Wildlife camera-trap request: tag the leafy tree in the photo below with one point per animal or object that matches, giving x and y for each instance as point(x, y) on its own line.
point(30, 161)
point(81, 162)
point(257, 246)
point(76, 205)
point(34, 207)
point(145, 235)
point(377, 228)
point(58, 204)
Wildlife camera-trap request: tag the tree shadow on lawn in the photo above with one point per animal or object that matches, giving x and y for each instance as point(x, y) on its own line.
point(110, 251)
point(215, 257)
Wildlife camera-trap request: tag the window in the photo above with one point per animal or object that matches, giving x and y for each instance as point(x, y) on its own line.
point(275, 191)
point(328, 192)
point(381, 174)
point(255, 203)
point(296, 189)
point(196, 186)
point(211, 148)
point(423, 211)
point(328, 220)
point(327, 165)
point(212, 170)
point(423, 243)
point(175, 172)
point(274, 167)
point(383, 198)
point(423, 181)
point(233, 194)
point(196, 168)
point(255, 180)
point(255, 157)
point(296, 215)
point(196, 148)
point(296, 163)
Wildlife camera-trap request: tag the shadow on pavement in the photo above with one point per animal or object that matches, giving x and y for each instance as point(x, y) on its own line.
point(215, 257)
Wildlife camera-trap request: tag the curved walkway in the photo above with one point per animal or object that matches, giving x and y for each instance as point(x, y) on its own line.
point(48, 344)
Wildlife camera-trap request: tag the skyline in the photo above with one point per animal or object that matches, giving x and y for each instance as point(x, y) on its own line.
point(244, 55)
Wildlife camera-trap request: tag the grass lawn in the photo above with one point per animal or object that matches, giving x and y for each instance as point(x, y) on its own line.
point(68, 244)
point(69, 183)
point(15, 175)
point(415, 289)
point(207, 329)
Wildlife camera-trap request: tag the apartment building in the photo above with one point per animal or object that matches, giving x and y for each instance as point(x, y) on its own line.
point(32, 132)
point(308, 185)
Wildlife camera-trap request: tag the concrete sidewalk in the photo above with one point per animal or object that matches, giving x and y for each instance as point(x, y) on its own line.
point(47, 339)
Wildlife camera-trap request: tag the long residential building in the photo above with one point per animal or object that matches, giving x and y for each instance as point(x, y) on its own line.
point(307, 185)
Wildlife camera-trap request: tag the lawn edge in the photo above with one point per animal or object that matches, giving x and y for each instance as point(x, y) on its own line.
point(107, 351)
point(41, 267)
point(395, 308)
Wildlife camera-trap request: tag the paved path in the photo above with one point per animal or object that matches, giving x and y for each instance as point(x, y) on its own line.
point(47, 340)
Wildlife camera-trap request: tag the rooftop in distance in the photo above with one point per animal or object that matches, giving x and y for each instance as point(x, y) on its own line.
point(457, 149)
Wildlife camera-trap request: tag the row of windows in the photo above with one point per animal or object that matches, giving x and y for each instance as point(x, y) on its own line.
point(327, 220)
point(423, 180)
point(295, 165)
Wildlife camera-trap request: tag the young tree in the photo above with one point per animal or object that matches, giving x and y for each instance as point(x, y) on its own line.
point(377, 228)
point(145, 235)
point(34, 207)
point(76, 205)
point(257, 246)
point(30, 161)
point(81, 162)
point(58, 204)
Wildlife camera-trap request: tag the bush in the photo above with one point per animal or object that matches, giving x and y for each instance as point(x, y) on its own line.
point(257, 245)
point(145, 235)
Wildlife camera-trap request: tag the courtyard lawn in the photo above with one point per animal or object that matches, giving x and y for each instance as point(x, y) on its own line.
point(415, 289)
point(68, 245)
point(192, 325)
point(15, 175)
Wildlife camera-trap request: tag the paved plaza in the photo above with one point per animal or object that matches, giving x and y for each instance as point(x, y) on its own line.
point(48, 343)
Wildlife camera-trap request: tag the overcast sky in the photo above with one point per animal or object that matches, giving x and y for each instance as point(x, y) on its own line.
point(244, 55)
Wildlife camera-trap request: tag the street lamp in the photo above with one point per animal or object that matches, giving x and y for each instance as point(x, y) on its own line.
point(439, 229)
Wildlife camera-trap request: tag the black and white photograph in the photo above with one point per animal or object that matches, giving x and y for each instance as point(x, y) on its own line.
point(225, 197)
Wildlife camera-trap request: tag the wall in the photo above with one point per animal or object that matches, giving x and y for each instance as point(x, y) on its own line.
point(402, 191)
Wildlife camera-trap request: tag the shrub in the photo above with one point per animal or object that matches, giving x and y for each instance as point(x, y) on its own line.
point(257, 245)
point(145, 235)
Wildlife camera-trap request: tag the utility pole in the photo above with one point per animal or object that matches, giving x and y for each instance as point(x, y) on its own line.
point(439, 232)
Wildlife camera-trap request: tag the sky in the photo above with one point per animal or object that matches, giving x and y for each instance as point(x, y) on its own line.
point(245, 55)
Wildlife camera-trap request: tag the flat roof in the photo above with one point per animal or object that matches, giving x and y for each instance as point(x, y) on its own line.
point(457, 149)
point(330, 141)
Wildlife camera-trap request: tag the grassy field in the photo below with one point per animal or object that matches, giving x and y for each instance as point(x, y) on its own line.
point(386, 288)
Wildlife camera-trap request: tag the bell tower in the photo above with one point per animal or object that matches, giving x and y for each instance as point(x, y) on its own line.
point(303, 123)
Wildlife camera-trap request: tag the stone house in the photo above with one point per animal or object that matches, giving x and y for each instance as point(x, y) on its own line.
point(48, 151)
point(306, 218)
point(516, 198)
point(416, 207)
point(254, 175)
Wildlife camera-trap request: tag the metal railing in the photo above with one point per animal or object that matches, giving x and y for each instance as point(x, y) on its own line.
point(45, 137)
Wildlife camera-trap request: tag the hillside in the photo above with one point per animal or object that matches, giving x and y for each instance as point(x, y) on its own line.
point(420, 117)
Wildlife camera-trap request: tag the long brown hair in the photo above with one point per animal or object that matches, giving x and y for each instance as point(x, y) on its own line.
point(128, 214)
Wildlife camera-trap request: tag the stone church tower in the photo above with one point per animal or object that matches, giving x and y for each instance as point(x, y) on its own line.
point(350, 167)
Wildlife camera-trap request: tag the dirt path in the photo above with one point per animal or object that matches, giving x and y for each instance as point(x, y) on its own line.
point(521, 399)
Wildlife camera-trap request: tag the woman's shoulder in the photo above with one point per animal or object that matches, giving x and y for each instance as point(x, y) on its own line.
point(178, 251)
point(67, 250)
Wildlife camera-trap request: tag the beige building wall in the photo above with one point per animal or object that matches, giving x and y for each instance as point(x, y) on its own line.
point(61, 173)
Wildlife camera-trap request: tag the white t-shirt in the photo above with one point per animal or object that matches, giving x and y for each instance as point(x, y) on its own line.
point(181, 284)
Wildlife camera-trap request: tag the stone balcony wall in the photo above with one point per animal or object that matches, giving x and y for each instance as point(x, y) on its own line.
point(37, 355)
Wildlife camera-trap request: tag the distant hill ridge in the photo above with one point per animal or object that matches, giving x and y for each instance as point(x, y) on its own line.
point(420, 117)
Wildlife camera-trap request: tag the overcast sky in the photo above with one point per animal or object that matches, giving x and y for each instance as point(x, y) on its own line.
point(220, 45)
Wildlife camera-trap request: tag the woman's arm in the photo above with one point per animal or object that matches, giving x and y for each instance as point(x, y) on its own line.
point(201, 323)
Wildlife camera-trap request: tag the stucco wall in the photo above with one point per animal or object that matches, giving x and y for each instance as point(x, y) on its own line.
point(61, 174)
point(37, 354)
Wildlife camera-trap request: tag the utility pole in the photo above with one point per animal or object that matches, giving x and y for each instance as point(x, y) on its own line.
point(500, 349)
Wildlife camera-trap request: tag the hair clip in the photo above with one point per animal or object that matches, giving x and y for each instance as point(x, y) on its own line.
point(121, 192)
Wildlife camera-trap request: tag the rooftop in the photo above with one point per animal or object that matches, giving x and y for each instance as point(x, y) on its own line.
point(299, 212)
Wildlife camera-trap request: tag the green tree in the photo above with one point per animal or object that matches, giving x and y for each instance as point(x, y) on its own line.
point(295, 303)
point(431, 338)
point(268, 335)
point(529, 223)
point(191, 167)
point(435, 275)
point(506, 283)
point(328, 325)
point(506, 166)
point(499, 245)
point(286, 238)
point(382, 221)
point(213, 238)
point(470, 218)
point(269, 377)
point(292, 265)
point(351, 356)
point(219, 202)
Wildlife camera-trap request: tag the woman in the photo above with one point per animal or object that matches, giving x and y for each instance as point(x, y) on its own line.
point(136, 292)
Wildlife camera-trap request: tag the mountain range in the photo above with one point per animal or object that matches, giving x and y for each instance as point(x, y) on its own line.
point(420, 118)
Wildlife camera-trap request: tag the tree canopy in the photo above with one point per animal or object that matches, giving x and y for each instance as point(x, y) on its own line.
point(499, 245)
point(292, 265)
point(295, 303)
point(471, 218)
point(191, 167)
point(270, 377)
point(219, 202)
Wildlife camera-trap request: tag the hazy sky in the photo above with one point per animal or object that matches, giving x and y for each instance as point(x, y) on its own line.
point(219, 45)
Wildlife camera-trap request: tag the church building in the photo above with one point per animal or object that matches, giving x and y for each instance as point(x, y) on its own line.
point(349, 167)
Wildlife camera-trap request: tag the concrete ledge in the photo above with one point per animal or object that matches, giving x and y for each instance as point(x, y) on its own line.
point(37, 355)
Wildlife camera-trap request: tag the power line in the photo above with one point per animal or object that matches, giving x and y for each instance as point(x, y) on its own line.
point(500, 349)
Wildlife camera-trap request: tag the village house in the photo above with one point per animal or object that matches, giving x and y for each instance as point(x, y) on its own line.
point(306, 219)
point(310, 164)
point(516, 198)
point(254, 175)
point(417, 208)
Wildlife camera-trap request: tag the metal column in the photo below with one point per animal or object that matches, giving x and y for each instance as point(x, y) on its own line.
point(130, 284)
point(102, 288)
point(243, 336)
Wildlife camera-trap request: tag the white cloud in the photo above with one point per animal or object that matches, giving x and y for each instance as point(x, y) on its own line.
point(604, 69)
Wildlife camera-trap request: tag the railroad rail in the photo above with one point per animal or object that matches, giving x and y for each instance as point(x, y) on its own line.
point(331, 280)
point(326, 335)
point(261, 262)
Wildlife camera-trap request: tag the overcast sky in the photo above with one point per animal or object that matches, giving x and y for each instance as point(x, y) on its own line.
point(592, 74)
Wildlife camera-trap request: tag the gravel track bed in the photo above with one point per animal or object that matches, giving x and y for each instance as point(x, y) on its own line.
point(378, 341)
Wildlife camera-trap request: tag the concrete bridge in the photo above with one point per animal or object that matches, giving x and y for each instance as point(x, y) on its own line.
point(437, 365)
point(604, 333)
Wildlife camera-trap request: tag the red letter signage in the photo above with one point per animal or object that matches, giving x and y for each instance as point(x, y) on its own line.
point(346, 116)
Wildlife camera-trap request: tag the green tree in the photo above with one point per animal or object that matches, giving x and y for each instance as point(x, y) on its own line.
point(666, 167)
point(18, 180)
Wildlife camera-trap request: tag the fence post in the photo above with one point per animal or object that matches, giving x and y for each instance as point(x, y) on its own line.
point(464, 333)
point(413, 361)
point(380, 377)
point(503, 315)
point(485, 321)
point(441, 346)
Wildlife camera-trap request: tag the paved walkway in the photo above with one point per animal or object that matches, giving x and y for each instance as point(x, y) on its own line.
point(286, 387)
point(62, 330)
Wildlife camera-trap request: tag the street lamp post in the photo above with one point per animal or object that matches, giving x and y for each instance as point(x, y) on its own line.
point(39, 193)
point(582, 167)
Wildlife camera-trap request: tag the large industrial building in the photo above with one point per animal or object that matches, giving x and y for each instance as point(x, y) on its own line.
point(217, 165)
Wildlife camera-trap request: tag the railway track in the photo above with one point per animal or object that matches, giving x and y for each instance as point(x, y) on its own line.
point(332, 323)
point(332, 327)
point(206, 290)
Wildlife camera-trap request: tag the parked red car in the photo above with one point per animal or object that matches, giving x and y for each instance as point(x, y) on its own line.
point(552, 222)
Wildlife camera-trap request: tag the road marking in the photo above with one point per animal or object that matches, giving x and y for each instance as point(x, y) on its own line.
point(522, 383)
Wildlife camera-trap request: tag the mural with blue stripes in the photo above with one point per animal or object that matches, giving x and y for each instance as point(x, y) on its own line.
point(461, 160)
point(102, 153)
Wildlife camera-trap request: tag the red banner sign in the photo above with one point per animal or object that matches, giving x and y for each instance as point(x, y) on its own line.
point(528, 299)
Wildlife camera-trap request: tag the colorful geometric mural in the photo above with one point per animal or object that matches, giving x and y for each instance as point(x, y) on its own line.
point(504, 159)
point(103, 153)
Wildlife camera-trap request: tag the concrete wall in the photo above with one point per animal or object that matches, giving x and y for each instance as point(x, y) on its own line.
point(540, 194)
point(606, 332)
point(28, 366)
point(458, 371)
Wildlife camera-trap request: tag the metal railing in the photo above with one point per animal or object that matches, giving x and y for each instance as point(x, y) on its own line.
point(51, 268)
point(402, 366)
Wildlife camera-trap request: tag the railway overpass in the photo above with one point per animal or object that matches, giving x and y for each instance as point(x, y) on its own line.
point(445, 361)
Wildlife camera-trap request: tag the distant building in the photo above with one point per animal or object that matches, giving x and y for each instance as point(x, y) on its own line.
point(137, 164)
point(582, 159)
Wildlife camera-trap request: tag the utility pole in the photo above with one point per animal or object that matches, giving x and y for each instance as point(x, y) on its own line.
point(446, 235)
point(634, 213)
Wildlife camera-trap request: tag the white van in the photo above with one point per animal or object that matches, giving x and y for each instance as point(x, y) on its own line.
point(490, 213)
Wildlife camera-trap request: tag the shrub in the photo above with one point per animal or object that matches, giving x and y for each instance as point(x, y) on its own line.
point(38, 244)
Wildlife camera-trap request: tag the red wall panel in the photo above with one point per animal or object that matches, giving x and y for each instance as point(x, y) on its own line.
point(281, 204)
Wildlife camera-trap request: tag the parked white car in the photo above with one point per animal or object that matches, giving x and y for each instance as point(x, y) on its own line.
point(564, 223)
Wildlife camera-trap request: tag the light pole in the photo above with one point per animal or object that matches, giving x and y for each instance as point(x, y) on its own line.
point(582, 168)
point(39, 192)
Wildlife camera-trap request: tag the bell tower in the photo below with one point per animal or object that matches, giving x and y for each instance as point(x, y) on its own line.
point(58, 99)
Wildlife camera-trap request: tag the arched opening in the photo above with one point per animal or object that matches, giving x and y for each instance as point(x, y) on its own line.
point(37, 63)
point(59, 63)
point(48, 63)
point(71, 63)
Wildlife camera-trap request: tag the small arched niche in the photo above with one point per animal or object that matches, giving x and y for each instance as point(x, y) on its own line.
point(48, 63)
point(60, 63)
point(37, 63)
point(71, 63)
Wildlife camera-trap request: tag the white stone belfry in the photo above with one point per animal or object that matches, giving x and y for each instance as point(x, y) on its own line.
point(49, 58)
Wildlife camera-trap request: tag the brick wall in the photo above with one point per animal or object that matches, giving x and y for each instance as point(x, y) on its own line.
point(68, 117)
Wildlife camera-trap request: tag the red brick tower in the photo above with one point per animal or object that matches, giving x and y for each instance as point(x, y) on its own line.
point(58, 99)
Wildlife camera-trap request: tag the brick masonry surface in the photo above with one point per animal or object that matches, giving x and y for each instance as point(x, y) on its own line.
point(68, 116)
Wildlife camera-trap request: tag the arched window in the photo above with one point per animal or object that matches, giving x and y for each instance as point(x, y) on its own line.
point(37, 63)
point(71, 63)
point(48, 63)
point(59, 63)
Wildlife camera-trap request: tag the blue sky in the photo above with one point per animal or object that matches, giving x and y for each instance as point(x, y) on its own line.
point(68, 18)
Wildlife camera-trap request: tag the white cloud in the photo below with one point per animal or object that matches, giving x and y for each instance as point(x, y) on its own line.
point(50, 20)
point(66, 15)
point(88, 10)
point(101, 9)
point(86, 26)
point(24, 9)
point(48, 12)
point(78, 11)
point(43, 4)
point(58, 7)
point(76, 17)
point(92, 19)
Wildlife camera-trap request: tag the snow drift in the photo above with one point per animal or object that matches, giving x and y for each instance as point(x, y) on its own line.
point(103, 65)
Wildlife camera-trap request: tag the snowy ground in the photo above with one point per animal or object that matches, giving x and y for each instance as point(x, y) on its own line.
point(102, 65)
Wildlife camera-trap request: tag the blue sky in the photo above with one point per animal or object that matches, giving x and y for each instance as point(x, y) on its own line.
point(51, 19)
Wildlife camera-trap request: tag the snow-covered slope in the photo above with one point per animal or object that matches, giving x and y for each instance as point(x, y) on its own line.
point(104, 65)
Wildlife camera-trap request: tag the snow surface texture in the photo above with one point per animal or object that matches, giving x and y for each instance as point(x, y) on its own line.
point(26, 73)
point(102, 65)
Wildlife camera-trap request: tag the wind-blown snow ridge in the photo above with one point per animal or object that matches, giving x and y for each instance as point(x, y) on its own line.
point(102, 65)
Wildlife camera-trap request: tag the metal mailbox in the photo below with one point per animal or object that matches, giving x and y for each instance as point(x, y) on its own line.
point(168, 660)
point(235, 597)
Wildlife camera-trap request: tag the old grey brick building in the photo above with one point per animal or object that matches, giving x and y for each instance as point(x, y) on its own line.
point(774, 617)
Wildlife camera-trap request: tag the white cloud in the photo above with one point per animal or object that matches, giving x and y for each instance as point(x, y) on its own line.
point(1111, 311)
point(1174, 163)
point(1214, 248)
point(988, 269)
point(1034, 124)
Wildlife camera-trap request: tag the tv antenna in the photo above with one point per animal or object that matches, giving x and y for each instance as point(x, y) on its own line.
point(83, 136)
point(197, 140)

# # # # # # #

• Direction
Rewrite the listing from the line with "Wildlife camera-trap request: tag the red letter" to the line with "point(346, 116)", changing "signage" to "sign" and leaving everything else as it stands.

• Reply
Wildlife camera-trap request: tag the red letter sign in the photo above with one point per animal or object that matches, giving x and y for each instance as point(x, y) on its own line.
point(346, 116)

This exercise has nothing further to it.